**AIM OF THE EXERCISE**
Count the lines in the material below that contain the string "white". Reply with the number only.

**DATASET CONTENT**
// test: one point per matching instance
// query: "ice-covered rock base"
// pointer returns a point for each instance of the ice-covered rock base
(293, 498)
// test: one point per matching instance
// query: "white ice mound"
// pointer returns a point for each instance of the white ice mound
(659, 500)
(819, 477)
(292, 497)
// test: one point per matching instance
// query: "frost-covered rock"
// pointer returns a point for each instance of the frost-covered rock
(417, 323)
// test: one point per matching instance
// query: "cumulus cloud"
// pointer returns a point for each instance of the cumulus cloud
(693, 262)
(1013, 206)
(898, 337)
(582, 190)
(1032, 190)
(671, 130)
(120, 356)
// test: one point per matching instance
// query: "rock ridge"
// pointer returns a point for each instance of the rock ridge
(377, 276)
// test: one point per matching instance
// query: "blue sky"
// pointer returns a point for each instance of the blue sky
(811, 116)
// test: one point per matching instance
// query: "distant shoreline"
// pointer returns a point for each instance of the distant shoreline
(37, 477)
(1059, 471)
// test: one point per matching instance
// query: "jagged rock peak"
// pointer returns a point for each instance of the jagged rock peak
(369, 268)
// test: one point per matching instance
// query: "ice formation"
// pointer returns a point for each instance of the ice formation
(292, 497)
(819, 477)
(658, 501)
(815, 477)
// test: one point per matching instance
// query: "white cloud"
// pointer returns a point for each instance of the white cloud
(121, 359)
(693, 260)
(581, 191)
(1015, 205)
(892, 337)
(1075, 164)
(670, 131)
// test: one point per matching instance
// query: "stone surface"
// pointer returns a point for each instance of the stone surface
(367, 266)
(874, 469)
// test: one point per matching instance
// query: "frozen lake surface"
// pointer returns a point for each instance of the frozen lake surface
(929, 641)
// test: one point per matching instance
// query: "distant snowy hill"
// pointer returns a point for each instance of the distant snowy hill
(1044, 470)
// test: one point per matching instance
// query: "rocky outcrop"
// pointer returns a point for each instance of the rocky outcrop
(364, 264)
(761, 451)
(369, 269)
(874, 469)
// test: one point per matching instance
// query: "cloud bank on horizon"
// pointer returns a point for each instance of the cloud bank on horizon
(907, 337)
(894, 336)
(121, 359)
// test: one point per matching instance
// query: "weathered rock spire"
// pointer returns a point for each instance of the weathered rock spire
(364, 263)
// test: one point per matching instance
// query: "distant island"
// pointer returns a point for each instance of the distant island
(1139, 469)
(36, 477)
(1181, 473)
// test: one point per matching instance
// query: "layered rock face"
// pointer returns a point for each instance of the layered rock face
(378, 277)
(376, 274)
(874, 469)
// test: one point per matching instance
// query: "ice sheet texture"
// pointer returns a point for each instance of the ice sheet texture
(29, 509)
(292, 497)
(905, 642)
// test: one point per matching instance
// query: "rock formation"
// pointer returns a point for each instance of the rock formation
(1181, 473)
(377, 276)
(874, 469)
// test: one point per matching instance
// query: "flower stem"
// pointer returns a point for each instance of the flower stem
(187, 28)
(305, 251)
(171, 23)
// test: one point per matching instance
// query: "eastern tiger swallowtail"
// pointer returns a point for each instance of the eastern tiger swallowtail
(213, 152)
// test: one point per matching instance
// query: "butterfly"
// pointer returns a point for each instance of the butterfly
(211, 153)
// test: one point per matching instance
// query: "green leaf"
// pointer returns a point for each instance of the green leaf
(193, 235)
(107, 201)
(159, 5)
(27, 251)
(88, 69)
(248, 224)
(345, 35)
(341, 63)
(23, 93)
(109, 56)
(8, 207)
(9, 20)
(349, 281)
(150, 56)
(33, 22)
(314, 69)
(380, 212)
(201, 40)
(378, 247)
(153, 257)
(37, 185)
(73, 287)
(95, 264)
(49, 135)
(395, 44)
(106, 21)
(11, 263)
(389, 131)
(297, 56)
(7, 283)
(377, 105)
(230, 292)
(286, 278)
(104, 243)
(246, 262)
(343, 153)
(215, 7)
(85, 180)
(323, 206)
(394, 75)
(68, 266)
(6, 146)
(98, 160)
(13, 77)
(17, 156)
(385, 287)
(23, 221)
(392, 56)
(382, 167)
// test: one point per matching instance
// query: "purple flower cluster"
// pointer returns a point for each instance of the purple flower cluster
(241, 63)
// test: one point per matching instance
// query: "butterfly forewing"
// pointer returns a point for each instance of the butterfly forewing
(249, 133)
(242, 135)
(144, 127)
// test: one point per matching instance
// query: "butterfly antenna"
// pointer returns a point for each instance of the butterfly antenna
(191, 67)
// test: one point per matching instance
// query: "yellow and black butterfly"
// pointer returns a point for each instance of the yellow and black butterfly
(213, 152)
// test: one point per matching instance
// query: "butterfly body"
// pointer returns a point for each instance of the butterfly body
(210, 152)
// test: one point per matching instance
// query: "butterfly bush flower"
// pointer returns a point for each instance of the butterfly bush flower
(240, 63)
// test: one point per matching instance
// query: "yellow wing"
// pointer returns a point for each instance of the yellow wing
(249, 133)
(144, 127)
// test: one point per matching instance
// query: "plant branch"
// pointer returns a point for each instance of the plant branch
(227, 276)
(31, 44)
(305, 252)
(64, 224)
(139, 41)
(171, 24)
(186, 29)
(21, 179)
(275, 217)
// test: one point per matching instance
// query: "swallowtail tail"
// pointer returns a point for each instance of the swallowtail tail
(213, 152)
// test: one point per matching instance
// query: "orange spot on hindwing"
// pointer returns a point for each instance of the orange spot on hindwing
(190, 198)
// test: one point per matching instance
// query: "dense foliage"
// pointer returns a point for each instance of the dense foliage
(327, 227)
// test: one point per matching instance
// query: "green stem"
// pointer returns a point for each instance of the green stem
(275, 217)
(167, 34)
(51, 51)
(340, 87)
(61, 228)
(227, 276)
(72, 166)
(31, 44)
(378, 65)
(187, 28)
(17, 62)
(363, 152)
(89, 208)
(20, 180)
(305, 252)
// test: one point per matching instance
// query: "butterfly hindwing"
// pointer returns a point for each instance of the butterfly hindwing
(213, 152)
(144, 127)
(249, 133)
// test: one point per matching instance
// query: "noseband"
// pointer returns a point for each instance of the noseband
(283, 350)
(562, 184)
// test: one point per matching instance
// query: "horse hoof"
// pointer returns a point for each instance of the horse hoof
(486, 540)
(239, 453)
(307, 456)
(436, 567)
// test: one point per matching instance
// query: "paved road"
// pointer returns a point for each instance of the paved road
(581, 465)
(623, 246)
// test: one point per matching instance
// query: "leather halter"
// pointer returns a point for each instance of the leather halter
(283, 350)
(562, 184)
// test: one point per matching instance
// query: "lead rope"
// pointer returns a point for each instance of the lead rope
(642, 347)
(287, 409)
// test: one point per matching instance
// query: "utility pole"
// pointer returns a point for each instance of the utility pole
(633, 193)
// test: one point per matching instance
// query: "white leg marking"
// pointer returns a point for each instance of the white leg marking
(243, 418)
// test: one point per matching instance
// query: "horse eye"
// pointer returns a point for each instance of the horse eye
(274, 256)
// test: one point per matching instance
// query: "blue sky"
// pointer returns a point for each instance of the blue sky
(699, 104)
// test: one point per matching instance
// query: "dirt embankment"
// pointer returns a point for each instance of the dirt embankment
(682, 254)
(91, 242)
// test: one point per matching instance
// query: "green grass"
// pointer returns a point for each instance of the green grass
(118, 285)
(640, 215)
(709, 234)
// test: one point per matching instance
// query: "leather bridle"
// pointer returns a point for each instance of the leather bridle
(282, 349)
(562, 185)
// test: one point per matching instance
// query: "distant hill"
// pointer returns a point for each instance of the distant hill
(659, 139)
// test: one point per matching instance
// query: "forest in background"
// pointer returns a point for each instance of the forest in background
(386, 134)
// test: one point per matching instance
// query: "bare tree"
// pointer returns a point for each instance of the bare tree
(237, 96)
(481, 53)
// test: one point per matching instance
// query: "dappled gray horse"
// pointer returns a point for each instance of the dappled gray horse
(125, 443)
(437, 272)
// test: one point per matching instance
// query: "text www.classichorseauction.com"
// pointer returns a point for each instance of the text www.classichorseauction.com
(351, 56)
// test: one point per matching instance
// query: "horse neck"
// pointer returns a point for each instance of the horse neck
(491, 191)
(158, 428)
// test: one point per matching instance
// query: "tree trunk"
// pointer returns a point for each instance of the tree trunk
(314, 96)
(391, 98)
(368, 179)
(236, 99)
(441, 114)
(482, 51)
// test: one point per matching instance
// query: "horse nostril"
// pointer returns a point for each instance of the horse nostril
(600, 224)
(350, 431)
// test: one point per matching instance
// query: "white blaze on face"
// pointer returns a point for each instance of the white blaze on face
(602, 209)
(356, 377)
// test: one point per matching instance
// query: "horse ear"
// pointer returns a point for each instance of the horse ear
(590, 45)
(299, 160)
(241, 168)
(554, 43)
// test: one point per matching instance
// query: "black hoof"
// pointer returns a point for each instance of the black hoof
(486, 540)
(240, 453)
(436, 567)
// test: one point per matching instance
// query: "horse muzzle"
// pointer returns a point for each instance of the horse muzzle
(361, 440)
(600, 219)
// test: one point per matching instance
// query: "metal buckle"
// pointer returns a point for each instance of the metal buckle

**FULL SOLUTION**
8